_TASK OBJECTIVE_
Every line of the data below is to be given again as it appears, with the images removed.
== DATA UNDER STUDY
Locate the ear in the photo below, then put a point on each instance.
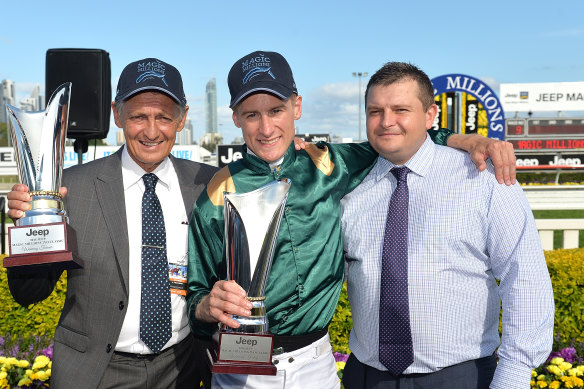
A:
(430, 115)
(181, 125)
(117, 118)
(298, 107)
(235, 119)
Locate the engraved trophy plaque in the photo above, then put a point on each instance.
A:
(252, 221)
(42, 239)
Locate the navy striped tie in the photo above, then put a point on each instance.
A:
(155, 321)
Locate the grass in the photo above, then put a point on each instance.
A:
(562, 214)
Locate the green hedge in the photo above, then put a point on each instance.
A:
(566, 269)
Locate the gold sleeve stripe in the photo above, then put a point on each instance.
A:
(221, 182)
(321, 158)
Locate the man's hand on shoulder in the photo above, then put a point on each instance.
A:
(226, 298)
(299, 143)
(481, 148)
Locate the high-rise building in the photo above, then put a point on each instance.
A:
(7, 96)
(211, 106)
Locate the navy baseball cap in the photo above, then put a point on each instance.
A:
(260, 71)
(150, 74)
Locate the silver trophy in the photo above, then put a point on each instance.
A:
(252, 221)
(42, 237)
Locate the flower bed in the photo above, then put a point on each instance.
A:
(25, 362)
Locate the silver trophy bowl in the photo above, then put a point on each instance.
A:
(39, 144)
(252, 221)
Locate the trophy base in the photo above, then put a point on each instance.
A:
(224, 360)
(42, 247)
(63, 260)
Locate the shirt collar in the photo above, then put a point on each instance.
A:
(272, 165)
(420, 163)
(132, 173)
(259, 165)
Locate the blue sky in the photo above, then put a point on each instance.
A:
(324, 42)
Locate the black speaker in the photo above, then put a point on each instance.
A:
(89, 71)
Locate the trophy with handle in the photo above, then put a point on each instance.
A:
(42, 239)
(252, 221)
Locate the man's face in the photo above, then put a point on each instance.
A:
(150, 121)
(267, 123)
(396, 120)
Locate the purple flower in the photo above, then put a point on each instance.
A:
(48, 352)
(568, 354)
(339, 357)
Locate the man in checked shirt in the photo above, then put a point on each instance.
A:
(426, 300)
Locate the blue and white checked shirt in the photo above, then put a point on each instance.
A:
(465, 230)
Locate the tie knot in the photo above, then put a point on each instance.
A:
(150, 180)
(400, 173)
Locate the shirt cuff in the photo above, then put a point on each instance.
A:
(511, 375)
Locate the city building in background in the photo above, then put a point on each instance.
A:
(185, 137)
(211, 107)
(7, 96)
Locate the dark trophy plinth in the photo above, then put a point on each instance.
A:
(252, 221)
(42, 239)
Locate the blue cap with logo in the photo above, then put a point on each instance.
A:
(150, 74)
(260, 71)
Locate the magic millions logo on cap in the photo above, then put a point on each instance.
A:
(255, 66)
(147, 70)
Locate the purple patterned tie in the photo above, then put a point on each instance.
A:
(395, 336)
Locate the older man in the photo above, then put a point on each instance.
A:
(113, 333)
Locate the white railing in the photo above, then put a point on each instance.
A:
====
_ANSWER FOR THE TASK_
Locate the ear in the photo below, then put a point on each instance.
A:
(430, 115)
(181, 125)
(117, 118)
(298, 107)
(235, 119)
Locate the engraved trophy plaque in the photo above, then put a point on each instance.
A:
(252, 221)
(42, 239)
Locate the navy striped tie in the photo above, then put a point on each instance.
A:
(155, 321)
Locate the grass in the photo above, then put a point on each instance.
A:
(562, 214)
Locate the green hedge in the photo above, then put a point on each instance.
A:
(566, 269)
Locate the gold sleeve stripe in the photo above, then put a point on each instance.
A:
(221, 182)
(321, 158)
Locate the man's hand on shoulder in the photo above, then put a point on each instance.
A:
(226, 298)
(299, 143)
(481, 148)
Locate the high-rise building in the photo above, then put a point on each instance.
A:
(7, 96)
(211, 106)
Locate the navy baseball cap in the photo above, then put a point on each instance.
A:
(260, 71)
(150, 74)
Locate the silver trophy in the photo above, then put a point on each instance.
A:
(252, 221)
(42, 237)
Locate the flower bed in the photo above, then put a point on each instance.
A:
(25, 362)
Locate the silver trophy bowl in the photo above, then put a point on each instance.
A:
(39, 144)
(252, 221)
Locate the trophy base in the photo above, then put a point on each instance.
A:
(224, 360)
(42, 247)
(63, 260)
Locate the shirt collar in the photo above, then put a point on each instance.
A:
(272, 165)
(420, 163)
(132, 173)
(259, 165)
Locate the blue sky in the photo above, then put a point on each instance.
A:
(324, 42)
Locate the black speaker in the photo above, then put a point on each instance.
A:
(89, 71)
Locate the trophy with handle in the photo above, then put a point on each instance.
A:
(42, 239)
(252, 221)
Locate the man's face in the photo above, then put a point on each instance.
A:
(150, 121)
(267, 123)
(396, 120)
Locate the purple flower in the photo above, then put a point on each instance.
A:
(48, 352)
(568, 354)
(339, 357)
Locate the man in checked shirt in the photo above, then put a point on each instance.
A:
(426, 300)
Locate the blue and white checked shirt in the photo above, then put a point on each instance.
A:
(465, 230)
Locate the tie knot in the photo above, then put a point on each instance.
A:
(150, 180)
(400, 173)
Locate the shirt cuff in the photo above, then put a point on each instance.
A:
(511, 375)
Locate the city building in background in the photo above, then put a point on each instance.
A:
(185, 137)
(211, 107)
(7, 96)
Locate the dark trophy plinth in the photo above, then put a point on each instance.
A:
(252, 221)
(42, 239)
Locate the blue cap with logo in the photo above, then put a point on each instance.
A:
(150, 74)
(260, 71)
Locate the magic millions logo on cap in the photo above, then put a point on each instance.
A:
(255, 66)
(147, 70)
Locate the purple patterned tie in the photo above, then put a point on each instance.
A:
(395, 336)
Locate the older man in the photo above, then put a point on each instance.
A:
(113, 333)
Locate the white railing in the photo above, then put a point on each instance.
A:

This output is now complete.